From the page on first modifications to the K-Nearest Neighbours algorithm, list every flaw of the algorithm it names.

__Excerpt to read__.
◆ ◆ ◆ ◆

# First Modifications in the Standard Algorithm

Although the K-Nearest Neighbours are simple to implement, handles correlated features and have few hyperparameters, there are a few flaws that we need to look on:

- Sensitive to irrelevant features
- Does not scale
- If the dimensions are too high, it will be more difficult to classify

In [12]:
# coding:utf-8

from collections import Counter

import numpy as np
from scipy.spatial.distance import euclidean

from base import BaseEstimator


class KNNBase(BaseEstimator):
    def __init__(self, k=5, distance_func=euclidean):
        """Base class for Nearest neighbors classifier and regressor.

        Parameters
        ----------
        k : int, default 5
            The number of neighbors to take into account. If 0, all the
            training examples are used.
        distance_func : function, default euclidean distance
            A distance function taking two arguments. Any function from
            scipy.spatial.distance will do.
        """

        self.k = None if k == 0 else k  # l[:None] returns the whole list
        self.distance_func = distance_func

    def aggregate(self, neighbors_targets):
        raise NotImplementedError()

    def _predict(self, X=None):
        predictions = [self._predict_x(x) for x in X]

        return np.array(predictions)

    def _predict_x(self, x):
        """Predict the label of a single instance x."""

        # compute distances between x and all examples in the training set.
        distances = (self.distance_func(x, example) for example in self.X)

        # Sort all examples by their distance to x and keep their target value.

◆ ◆ ◆ ◆

__Dataset section__.
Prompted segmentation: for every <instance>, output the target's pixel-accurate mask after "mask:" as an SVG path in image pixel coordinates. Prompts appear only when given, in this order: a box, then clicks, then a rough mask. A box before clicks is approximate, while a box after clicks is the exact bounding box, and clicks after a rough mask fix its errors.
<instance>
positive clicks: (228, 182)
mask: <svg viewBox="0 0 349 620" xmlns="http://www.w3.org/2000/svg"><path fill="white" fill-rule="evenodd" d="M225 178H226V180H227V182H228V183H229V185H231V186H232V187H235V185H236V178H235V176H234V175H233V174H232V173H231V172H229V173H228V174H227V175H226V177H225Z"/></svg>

◆ ◆ ◆ ◆

__Your solution__.
- Sensitive to irrelevant features
- Does not scale
- If the dimensions are too high, it will be more difficult to classify